— begin Selected passage —

In the following case, I would say "only implement From<Src>, not From<&Src>":

// These types are NOT Copy! (Nor should they be.)

#[derive(Clone, ...)]
struct Src {
    v: Vec<u8>,
}

#[derive(Clone, ...)]
struct Dst {
    v: Vec<u8>,
}

My rationale: Suppose someone has a &Src, and they want a Dst. That can be done very easily without From<&Src>:

Dst::from(src_ref.clone())

You might say, "But you are forcing the user to clone!". True, but you would need to clone at some point anyway:

impl From<&Src> for Dst {
    fn from(src: &Src) -> Dst {
        Dst {
            v: src.v.clone(),
        }
    }
}

Alternatively,

impl From<&Src> for Dst {
    fn from(src: &Src) -> Dst {
        Dst::from(src.clone())
    }
}

Either way, you haven't avoided cloning.

Thm 1: if you have a &Src and you want to make a Dst, you will ALWAYS clone at some point. Implementing From<&Src> does not save you from that inevitability.

At the same time, you have nearly duplicated code. Look back at your From<Src>:

impl From<Src> for Dst {
    fn from(src: Src) -> Dst {
        Dst {
            v: src.v,
        }
    }
}

Looks really similar to the first impl of From<&Src>, right?

If we did the other way around (i.e. implement From<Src> in terms of From<&Src>), then we would always clone (this is just a corollary of thm 1).

Whereas, if we just implement From<Src>, the caller MIGHT be required to clone, but they might also have the opportunity to hand over ownership of Src, which would result in just a move instead of a clone.

Ok, but what if the caller has a Src, not a &Src. There are two subcases here:

  1. The caller wants to hang onto their copy of Src.

— end Selected passage —
— begin Stored data —

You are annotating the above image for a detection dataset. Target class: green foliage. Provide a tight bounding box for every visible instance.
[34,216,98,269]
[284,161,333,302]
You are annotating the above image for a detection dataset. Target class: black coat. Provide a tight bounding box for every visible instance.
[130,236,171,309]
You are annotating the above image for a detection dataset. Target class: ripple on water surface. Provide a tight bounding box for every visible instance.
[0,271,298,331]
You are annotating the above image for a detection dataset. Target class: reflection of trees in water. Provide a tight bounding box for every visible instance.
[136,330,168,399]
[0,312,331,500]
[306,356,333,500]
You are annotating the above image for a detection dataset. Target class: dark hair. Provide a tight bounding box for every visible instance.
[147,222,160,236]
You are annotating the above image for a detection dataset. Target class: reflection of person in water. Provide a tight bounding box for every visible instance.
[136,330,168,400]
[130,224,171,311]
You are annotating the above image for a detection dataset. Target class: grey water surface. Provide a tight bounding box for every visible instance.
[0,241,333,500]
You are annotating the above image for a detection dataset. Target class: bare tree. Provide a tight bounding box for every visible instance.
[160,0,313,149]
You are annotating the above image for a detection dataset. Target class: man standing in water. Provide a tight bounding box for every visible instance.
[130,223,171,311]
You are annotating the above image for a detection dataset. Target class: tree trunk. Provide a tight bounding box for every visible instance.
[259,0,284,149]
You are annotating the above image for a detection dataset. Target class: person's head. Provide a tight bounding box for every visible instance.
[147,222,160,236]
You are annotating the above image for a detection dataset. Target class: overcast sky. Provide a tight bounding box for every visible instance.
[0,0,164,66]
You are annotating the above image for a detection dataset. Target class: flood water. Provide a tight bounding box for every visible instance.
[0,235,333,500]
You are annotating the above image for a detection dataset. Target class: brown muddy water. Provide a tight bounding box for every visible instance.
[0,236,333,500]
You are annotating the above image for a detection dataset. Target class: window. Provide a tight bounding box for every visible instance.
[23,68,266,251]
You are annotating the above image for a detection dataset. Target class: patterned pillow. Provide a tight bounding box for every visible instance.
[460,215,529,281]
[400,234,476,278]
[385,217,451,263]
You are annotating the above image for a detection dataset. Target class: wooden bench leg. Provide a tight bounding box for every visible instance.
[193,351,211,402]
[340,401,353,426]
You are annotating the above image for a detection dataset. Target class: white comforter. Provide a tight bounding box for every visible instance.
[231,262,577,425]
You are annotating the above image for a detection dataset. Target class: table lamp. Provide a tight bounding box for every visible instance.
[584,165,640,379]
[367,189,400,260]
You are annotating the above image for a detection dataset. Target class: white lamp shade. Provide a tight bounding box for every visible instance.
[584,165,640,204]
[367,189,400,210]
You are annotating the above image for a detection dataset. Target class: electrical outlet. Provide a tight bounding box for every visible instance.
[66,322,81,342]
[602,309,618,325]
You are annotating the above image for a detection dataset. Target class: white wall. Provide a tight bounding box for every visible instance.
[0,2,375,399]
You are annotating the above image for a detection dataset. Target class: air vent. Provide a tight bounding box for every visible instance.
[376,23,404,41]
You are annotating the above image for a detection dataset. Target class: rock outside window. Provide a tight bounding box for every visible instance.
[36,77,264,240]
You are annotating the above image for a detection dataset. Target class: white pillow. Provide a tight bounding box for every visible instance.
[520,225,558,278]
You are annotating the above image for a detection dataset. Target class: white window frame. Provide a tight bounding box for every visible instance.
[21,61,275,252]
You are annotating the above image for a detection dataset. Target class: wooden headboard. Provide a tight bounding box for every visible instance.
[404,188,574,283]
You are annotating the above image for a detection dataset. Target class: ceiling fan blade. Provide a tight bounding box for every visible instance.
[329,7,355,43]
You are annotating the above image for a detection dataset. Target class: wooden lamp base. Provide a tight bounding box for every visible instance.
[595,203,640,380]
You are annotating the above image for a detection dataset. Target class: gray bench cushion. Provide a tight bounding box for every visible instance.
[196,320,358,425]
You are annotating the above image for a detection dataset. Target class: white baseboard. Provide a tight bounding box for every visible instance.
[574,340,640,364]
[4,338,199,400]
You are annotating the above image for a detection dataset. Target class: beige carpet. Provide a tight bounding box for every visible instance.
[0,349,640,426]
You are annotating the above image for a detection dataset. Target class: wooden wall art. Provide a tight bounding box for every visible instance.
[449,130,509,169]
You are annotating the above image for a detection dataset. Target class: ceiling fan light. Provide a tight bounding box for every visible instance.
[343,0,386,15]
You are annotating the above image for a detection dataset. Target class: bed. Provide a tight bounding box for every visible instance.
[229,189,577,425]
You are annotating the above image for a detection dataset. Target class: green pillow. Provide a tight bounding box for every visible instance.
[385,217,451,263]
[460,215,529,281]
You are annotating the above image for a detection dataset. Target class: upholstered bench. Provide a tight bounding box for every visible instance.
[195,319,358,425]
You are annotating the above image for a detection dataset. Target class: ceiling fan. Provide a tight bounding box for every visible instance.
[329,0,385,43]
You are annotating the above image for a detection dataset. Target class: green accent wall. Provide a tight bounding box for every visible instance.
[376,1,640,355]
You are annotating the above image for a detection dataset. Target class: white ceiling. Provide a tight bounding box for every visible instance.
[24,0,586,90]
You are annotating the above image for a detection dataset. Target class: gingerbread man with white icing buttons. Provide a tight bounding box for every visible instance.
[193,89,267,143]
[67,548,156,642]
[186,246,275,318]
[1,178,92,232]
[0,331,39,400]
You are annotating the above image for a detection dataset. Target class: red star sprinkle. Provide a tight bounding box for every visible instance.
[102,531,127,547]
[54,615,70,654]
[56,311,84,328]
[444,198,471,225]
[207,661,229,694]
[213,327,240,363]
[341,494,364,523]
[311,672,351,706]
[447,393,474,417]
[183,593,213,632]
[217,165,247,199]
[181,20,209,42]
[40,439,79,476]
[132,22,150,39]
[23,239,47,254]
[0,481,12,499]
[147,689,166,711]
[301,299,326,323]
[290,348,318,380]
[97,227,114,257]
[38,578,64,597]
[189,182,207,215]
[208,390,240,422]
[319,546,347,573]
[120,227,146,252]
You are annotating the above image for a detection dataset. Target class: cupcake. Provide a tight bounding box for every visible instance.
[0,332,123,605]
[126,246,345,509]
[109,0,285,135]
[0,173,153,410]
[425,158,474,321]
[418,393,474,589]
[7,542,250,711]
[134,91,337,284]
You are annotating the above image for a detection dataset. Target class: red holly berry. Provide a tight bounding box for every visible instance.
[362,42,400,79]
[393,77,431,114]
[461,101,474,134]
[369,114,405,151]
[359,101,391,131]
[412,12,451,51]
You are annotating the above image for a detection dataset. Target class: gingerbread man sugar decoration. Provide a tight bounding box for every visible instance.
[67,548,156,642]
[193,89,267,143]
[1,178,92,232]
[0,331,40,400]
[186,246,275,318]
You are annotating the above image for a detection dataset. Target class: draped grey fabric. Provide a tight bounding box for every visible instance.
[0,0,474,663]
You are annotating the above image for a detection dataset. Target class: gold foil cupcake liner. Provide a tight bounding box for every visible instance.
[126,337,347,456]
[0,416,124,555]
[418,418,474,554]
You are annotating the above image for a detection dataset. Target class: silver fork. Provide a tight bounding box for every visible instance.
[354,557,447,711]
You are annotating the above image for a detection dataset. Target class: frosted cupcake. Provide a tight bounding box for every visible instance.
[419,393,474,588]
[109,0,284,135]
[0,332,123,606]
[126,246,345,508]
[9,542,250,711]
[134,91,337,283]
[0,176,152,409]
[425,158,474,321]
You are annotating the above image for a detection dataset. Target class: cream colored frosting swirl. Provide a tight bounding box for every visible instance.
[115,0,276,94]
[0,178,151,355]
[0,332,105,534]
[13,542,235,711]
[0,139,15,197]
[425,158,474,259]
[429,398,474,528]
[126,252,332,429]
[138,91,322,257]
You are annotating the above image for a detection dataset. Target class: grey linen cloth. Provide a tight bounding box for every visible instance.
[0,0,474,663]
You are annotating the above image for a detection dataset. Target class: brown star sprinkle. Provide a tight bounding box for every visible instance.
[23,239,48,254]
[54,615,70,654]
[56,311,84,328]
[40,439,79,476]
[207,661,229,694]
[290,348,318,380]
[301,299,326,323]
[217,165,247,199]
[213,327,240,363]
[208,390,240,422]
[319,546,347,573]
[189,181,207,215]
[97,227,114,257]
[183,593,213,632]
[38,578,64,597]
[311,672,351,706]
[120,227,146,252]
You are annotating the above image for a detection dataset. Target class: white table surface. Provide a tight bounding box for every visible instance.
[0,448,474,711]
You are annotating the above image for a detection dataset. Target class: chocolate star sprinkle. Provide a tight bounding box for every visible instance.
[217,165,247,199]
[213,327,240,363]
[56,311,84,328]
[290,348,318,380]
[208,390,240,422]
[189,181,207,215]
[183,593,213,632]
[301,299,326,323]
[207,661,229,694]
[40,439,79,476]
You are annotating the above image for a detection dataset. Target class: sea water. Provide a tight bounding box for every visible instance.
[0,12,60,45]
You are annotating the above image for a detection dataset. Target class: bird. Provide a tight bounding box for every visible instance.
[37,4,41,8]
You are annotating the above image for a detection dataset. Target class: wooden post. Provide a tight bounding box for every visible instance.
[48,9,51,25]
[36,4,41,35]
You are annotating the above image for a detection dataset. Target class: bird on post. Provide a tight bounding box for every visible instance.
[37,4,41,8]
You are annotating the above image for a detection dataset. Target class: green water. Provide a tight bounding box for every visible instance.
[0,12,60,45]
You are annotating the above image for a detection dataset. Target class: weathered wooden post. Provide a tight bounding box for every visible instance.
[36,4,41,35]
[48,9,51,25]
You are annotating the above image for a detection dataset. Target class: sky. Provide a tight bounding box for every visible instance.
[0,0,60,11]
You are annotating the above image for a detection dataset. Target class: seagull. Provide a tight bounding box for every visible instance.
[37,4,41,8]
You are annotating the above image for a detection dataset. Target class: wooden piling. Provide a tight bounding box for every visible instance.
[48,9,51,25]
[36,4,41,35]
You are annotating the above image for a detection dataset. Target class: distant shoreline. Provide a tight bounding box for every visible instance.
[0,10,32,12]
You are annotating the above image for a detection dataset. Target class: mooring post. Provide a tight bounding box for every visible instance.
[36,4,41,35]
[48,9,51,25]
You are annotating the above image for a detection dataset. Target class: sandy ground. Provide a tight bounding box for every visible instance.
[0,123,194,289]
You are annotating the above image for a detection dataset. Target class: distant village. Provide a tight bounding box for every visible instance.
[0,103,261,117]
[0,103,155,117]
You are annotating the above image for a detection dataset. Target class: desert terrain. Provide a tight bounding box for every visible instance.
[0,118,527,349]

— end Stored data —

▶ Problems:
• A. From the Rust conversion passage, extract the text that begins at the words "If we did the" and stops after the words "of a clone.".
• B. Continue the Rust conversion passage from the point where it stops.
The entries are separate material and have nothing to do with the Rust conversion passage.

▶ Answers for the tasks:
• A.
If we did the other way around (i.e. implement From<Src> in terms of From<&Src>), then we would always clone (this is just a corollary of thm 1).

Whereas, if we just implement From<Src>, the caller MIGHT be required to clone, but they might also have the opportunity to hand over ownership of Src, which would result in just a move instead of a clone.

• B.
  2. The caller is ok with handing over ownership to Dst::from.

Of course, in the latter case, they should use our From<Src>.

But what about case 1? If we stick with my advice, it seems we again force the caller to clone:

Dst::from(src.clone())

If only we could do

Dst::from(&src)

! But look back to thm 1: we haven't actually avoided cloning. We just let From<&Src> do the dirty work of cloning for us. All we have done is swepted the clone under the rug, so to speak.

I think that covers all the (interesting) cases. I didn't really cover the case where Src and Dst are Copy, because that's not really "interesting". That's "not interesting" because there are no expensive clones to get rid of. The only thing you might have to do is use the dereference operator:

Dst::from(*src_ref);

But that's not a performance issue. The only "expense" of doing that is typing one more * character, which really won't kill you.

The main "problem" with my advice is that people will look at your clones and think, "I know how to get rid of this! I'll just add impl From<&Src>!". But it turns out, this is a fools errand.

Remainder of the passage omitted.